** Text passage **
· · · · · · ·

This series started out life as an explainer on row- vs column-major array implementations, which is a common cause of confusion for people who move from using a language that uses one style (e.g. NumPy's row-major arrays) to a language using the other (e.g. R's column-major arrays).
I knew that for somebody to really understand the difference, they first need to understand how they are implemented, and so I wanted to point people to a good blog upon which I could build.
However, I quickly found out that there is a dearth of information online about the implementation details of multidimensional arrays.
The best I could find was actually the NumPy documentation, but there is not nearly enough information there for someone that doesn't already know how they're implemented to piece it together.
So I instead set out to write my own...
In this post I want to introduce you to the very basics of how multidimensional arrays are implemented, with future posts expanding on more complex topics such as row- vs column-major ordering, strided arrays, and rank-generic algorithms.
I don't think it's controversial to say that multidimensional arrays are the data structure that scientists will encounter most often when programming.

· · · · · · ·

** Provided material **
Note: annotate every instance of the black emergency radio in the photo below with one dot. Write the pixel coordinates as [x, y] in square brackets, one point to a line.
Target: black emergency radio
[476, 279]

· · · · · · ·

** What to work on **
A - According to the text on multidimensional arrays, what was the best source the writer found online about how they are implemented?
B - Turn the paragraph in the text on multidimensional arrays that begins "In this post I want to introduce you" into a short bulleted list.
C - Carry on the text about multidimensional arrays, starting after its last sentence.
The material plays no part in any of this.

** Results for the exercise **
A - The NumPy documentation.

B -
- This post covers the very basics of how multidimensional arrays are implemented.
- Later posts will cover harder topics: row- vs column-major ordering, strided arrays, and rank-generic algorithms.

C -
Hell, I don't think it's even that controversial to say that arrays are the most commonly encountered data structure in general!
If you're a Python user then you probably use multidimensional arrays like this:
array = np.array([
[1.1, 2.2, 3.3],
[4.4, 5.5, 6.6],
[7.7, 8.8, 9.9],
])
print(array[2, 0])
# 7.7
If you use R, it'll look more like this:
array <- matrix(
c(
1.1, 2.2, 3.3,
4.4, 5.5, 6.6,
7.7, 8.8, 9.9
),
nrow = 3
)
print(array[[3, 1]])
# [1] 7.7
And in Julia it will look something like this[1]
:
array = [
1.1 2.2 3.3
4.4 5.5 6.6
7.7 8.8 9.9
]
array[3, 1]
And while these three examples look very (somewhat? kinda?) different, under the hood they all work in a very similar way.
Most people don't need to care how they work, these languages all use abstractions that allow you to completely ignore the implementation, but if you want to write fast array code, rank-generic algorithms, or low-level array manipulations then understanding the inner workings become vital.
Nobody can agree on terminology when it comes to arrays, particularly \(1\)D arrays.
You'll variously hear them called "arrays", "vectors", or "lists", but for each of those names there is a vocal group of people who will tell you that that name actually refers to something else.
I will be calling them arrays.
There are two subtleties related to multidimensional arrays that I'm only going to briefly address in this post (though I will cover in a later one): \(0\)- vs \(1\)-indexing, and row- vs column-major ordering.
The former relates to whether the first element in an array is index with \(0\) or \(1\), and the latter relates to how the values of the multidimensional array are ordered in the data array (see below).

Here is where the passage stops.